— Begin Listed records —

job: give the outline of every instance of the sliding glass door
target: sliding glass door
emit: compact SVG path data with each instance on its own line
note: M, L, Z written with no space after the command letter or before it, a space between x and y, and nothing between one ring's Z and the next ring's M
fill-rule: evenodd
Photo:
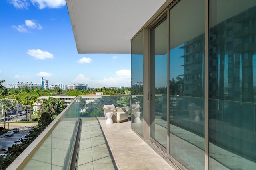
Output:
M167 148L167 20L150 31L150 136Z

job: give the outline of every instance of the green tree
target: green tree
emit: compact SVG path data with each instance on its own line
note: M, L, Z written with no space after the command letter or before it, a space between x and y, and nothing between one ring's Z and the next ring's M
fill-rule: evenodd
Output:
M63 90L60 88L59 87L55 86L53 88L53 92L55 95L58 95L63 93Z
M22 99L22 105L26 105L26 118L28 119L28 105L29 103L29 98L28 97L28 95L27 95L24 96L24 97Z
M60 99L59 98L55 99L56 104L57 105L57 109L56 110L56 113L57 114L60 113L63 111L66 107L66 103L65 100L63 99Z
M2 110L4 113L4 127L5 128L5 119L6 114L11 111L14 111L15 106L13 105L13 102L10 99L4 98L0 100L0 110Z
M40 108L40 114L45 111L52 117L55 114L57 108L56 102L53 98L49 97L48 99L43 99ZM42 118L42 115L41 117Z
M18 121L18 106L19 103L22 103L22 99L20 98L19 96L15 96L15 100L14 101L14 103L16 105L17 105L17 116L16 117L16 121Z
M7 95L7 89L2 84L4 82L4 80L0 80L0 96L6 96Z
M33 96L33 103L36 104L36 109L35 110L35 114L36 114L37 108L37 105L38 104L40 104L41 103L41 100L38 98L38 95L37 94L36 94L35 95Z

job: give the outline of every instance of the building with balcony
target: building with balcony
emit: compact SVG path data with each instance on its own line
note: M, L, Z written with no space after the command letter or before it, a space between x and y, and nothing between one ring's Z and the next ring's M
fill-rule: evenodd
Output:
M78 53L131 53L133 81L143 84L142 93L134 90L130 98L130 109L138 106L140 123L131 121L125 127L140 139L134 141L136 149L124 149L127 143L119 138L113 142L122 130L117 123L106 126L100 120L116 159L112 169L129 169L124 165L132 162L118 159L129 152L136 158L133 161L145 166L130 169L164 168L145 160L150 149L140 150L136 144L140 142L175 169L255 169L256 1L66 2ZM90 154L83 152L88 148L80 152L76 147L77 137L84 139L79 137L86 129L99 125L80 118L80 97L9 169L39 164L49 169L99 169L93 159L94 143Z
M68 85L68 89L78 89L82 90L87 89L88 84L72 84Z

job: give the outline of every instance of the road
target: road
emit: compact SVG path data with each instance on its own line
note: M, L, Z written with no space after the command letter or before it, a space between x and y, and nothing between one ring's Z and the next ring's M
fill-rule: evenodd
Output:
M32 115L32 118L30 119L30 113L28 113L28 114L27 115L26 115L24 114L22 116L20 116L18 114L18 119L17 119L17 113L13 113L12 114L10 114L10 115L9 116L10 117L11 117L11 120L9 121L10 122L12 122L12 121L16 121L16 120L17 119L18 119L18 121L19 120L20 120L21 119L24 119L24 118L26 118L26 119L29 119L30 121L31 121L32 119L34 119L36 117L36 115ZM6 115L6 117L7 117L8 116ZM4 121L4 117L1 117L0 118L0 122L3 122ZM6 122L8 122L8 121L6 121Z
M36 126L38 124L37 122L10 123L10 129L12 129L14 127L18 127L20 129L20 132L14 133L13 136L11 137L0 138L0 149L5 149L7 150L9 147L12 146L14 141L19 139L20 137L22 136L27 135L28 133L28 131L32 129L32 127ZM0 125L0 126L2 125Z

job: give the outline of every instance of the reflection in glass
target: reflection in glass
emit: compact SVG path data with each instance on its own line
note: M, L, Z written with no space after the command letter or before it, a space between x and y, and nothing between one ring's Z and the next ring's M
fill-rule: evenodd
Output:
M204 7L170 11L169 153L188 169L204 169Z
M150 30L150 137L167 148L167 20Z
M143 136L143 32L132 41L132 128Z
M256 1L210 0L210 169L216 160L255 169Z

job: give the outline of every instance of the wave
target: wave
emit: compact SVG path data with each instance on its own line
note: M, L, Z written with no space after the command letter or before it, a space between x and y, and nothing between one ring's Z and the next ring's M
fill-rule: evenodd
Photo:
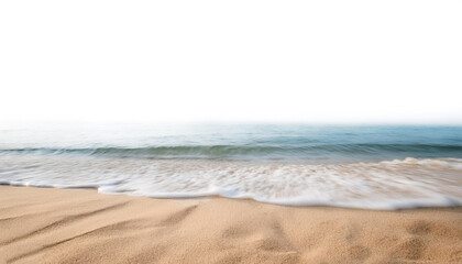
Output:
M8 153L0 164L0 184L111 195L366 209L462 206L461 158L308 164Z
M312 144L312 145L170 145L142 147L24 147L2 148L0 153L85 154L154 158L294 158L329 154L386 155L417 154L424 157L461 156L462 145L444 144Z

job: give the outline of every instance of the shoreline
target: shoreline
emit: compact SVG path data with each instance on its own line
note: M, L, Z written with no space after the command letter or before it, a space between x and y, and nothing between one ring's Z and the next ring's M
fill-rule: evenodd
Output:
M462 207L155 199L0 185L0 263L460 263Z

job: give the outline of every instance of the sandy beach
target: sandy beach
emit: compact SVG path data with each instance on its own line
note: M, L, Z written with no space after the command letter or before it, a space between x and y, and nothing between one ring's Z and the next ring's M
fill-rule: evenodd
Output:
M0 186L6 263L462 263L462 208L161 200Z

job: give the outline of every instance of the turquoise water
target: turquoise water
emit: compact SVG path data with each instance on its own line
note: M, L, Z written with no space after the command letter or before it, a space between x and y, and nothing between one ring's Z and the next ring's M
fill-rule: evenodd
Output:
M310 162L462 157L461 127L112 125L2 130L0 139L3 153Z
M397 209L462 205L461 127L42 124L0 130L0 184Z

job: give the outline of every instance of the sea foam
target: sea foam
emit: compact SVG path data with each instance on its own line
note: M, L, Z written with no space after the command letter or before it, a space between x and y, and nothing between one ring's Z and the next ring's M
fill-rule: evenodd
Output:
M111 195L366 209L462 205L460 158L312 164L1 153L0 164L0 184Z

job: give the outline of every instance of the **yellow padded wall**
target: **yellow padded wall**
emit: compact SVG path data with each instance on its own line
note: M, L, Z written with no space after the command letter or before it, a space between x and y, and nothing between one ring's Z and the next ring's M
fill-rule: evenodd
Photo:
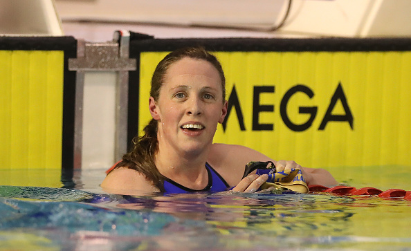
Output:
M62 168L64 52L0 50L0 169Z

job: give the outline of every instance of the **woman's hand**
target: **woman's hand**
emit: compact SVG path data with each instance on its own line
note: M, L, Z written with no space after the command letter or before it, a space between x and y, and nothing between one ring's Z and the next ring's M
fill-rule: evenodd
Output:
M243 178L237 185L236 185L231 191L233 192L245 192L253 193L258 190L259 187L267 181L268 176L263 174L259 176L258 174L250 174Z

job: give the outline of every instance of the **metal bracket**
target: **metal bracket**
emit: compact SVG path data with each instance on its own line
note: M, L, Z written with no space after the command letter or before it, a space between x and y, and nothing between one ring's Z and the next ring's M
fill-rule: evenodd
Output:
M77 71L75 108L74 168L81 168L82 155L83 94L86 71L117 71L116 93L116 142L114 158L127 152L129 71L136 71L136 59L129 58L130 34L116 31L113 41L89 43L77 40L77 58L68 59L68 70Z

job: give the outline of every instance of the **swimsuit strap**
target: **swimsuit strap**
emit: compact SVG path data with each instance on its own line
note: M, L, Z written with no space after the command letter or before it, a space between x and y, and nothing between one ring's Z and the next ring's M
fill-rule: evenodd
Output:
M164 176L164 189L165 194L186 194L189 192L217 192L226 191L228 184L208 163L206 163L206 169L208 174L208 183L202 189L194 190L186 187L174 180Z

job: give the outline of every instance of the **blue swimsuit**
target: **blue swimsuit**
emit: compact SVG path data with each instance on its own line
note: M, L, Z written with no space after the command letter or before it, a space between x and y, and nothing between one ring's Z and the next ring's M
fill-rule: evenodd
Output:
M164 177L164 189L165 194L186 194L199 192L217 192L226 191L230 187L215 170L208 163L206 163L206 169L208 173L208 184L201 190L194 190L185 187L176 182Z

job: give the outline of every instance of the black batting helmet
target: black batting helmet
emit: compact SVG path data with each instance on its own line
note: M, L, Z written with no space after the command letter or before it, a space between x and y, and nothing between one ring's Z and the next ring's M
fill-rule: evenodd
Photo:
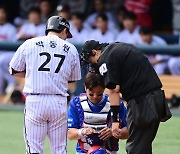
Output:
M68 30L67 38L72 38L69 22L61 16L52 16L46 24L46 35L49 31L61 32L64 28Z

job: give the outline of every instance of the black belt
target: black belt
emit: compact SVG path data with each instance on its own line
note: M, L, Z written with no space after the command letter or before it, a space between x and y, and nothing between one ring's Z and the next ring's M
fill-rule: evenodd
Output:
M30 95L61 95L62 94L41 94L41 93L29 93Z

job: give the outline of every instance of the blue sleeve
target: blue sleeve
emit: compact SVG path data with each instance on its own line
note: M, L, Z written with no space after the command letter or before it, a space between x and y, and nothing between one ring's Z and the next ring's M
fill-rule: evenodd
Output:
M68 108L68 128L80 128L79 114L75 106L76 101L79 101L78 97L71 99Z
M122 127L127 127L127 122L126 122L126 114L127 114L127 109L124 106L124 103L122 100L120 100L120 118L122 120Z

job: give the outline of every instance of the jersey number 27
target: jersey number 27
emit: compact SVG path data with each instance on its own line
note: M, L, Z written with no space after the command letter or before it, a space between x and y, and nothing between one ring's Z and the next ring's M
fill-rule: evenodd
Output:
M45 67L50 61L51 61L51 55L48 52L41 52L39 53L40 56L46 56L46 60L44 61L44 63L42 63L42 65L38 68L38 71L50 71L50 68ZM54 54L53 58L59 58L59 64L56 67L55 73L59 73L61 66L64 62L65 59L65 55L60 55L60 54Z

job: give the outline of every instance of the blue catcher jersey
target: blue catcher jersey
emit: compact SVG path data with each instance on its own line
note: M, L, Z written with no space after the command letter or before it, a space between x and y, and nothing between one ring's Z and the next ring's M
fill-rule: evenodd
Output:
M120 100L119 116L122 120L122 127L126 127L126 107ZM97 132L108 126L111 121L110 102L108 95L104 94L102 100L94 105L90 102L85 93L76 96L70 101L68 109L68 128L92 127ZM78 153L87 152L90 145L86 143L85 138L78 140L76 151Z

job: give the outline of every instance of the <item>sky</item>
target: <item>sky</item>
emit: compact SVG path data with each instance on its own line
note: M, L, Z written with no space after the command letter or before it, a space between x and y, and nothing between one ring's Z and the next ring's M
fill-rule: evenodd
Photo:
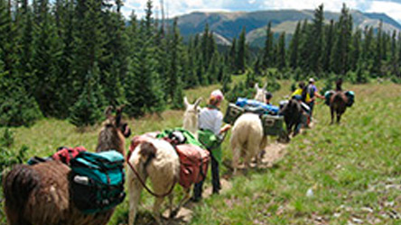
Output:
M154 0L154 13L160 14L160 1ZM163 0L164 12L170 18L200 12L235 12L278 9L314 9L321 4L325 11L340 12L342 3L350 9L368 13L384 13L401 23L401 0ZM132 10L142 17L146 0L125 0L123 14L128 17Z

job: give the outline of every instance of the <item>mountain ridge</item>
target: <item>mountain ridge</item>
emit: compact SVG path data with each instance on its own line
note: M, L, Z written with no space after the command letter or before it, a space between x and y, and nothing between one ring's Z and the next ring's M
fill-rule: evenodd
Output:
M401 24L386 14L363 13L359 10L350 10L353 18L353 26L364 29L365 26L378 28L380 20L383 22L385 32L396 31L401 32ZM337 21L340 13L324 12L324 18L328 22L330 20ZM216 35L218 43L227 44L233 38L238 37L246 28L247 40L251 46L261 46L261 40L266 35L266 27L268 22L272 22L272 31L277 36L279 32L285 32L291 37L298 21L313 18L313 10L263 10L254 12L200 12L178 16L178 27L184 38L201 33L206 23L210 31ZM168 22L172 22L169 20ZM262 41L263 42L263 41Z

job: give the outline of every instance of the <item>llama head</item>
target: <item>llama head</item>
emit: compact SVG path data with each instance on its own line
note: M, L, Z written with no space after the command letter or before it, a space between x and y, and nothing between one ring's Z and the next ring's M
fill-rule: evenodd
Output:
M257 83L255 84L255 89L256 90L256 94L255 95L255 100L257 100L262 103L266 103L266 94L267 93L267 91L266 90L266 86L267 86L267 83L266 83L262 88L259 87L259 85Z
M182 127L185 130L190 130L193 134L196 134L198 130L198 116L200 111L199 104L202 100L201 97L198 98L193 104L188 102L188 98L184 97L185 112L183 118Z
M107 120L104 125L105 127L111 126L116 128L124 137L128 138L131 135L131 130L128 127L128 123L122 120L124 106L121 105L116 109L116 116L112 114L114 107L108 106L105 111Z

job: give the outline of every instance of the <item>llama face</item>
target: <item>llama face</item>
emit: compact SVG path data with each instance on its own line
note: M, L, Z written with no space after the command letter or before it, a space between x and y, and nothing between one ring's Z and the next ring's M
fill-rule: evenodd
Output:
M198 130L198 116L200 113L199 104L201 101L201 98L199 98L195 101L193 104L188 102L187 97L184 97L184 104L185 104L185 112L183 119L183 128L195 133Z
M257 100L262 103L266 103L266 94L267 93L267 91L266 90L266 86L267 86L267 83L266 83L262 88L259 87L259 85L257 83L255 84L255 89L256 90L256 94L255 95L255 100Z

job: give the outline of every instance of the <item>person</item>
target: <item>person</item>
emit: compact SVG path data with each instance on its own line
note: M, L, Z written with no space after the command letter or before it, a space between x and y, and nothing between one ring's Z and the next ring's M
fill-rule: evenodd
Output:
M200 111L199 115L199 140L210 152L211 158L211 184L213 194L219 194L221 189L219 165L221 163L221 148L222 134L227 132L231 126L229 124L221 128L223 122L223 113L219 107L224 100L223 94L220 90L211 92L208 101L207 107ZM193 202L199 202L201 198L203 181L195 184L193 188Z
M295 89L294 92L293 92L291 97L294 98L295 95L300 95L301 101L305 104L308 104L311 101L311 96L306 91L305 83L303 81L300 81L298 83L298 88Z
M270 105L272 104L270 103L270 101L272 100L272 97L273 97L273 94L270 92L266 93L266 104L270 104Z
M308 128L310 120L310 112L311 109L309 107L308 103L311 102L311 96L309 93L306 90L305 83L303 81L300 81L298 83L298 88L291 94L291 97L293 99L297 100L300 102L301 106L303 110L302 123L298 125L298 127L295 130L295 133L298 133L301 130L301 127Z
M316 97L320 99L324 99L324 96L319 94L319 91L314 85L314 79L312 77L309 78L309 85L307 86L307 92L311 97L310 101L307 103L310 108L309 116L312 120L312 115L313 113L313 106Z
M341 92L342 91L342 78L340 77L336 81L336 92Z

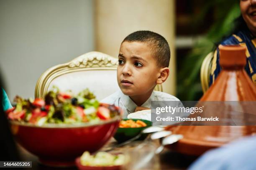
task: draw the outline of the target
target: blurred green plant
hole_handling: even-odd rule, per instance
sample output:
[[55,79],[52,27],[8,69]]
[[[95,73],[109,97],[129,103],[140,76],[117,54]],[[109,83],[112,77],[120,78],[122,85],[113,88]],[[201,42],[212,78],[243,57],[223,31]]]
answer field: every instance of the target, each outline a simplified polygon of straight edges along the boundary
[[198,100],[203,92],[200,80],[200,69],[206,55],[215,48],[215,43],[231,33],[233,21],[240,14],[239,0],[212,0],[205,1],[202,10],[193,18],[192,24],[202,23],[209,10],[214,12],[215,21],[207,33],[198,40],[189,54],[184,57],[182,69],[178,73],[177,96],[181,100]]

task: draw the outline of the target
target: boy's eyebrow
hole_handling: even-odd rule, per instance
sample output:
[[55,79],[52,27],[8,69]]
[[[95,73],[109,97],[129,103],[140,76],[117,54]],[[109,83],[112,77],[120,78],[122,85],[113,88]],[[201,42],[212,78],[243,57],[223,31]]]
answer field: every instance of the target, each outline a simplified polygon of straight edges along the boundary
[[123,55],[123,54],[121,53],[119,53],[119,54],[118,54],[118,57],[121,57],[125,58],[125,56]]
[[144,61],[144,62],[147,62],[147,61],[145,60],[144,60],[144,59],[142,58],[142,57],[137,56],[136,55],[132,55],[132,57],[131,58],[132,58],[133,59],[141,60]]

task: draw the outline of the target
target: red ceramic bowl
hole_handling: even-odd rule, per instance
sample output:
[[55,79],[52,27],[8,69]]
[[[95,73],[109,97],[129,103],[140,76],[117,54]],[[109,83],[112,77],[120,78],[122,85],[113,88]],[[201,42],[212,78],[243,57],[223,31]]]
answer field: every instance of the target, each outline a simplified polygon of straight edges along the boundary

— End Listed records —

Turn the stretch of the listing above, from its first line through the line containing "M167 148L167 20L150 31L150 136Z", into a JSON list of strings with one string per line. Omit blank lines and leave out any picture.

[
  "job: give the outline of every instance of the sliding glass door",
  "target: sliding glass door",
  "emit: compact SVG path data with each instance on its own line",
  "note: M, L, Z written with no space after the command letter or before it, a space between x and y, and nothing between one ring's Z and the next ring's M",
  "fill-rule: evenodd",
  "Photo:",
  "Output:",
  "M167 148L167 20L150 31L150 136Z"
]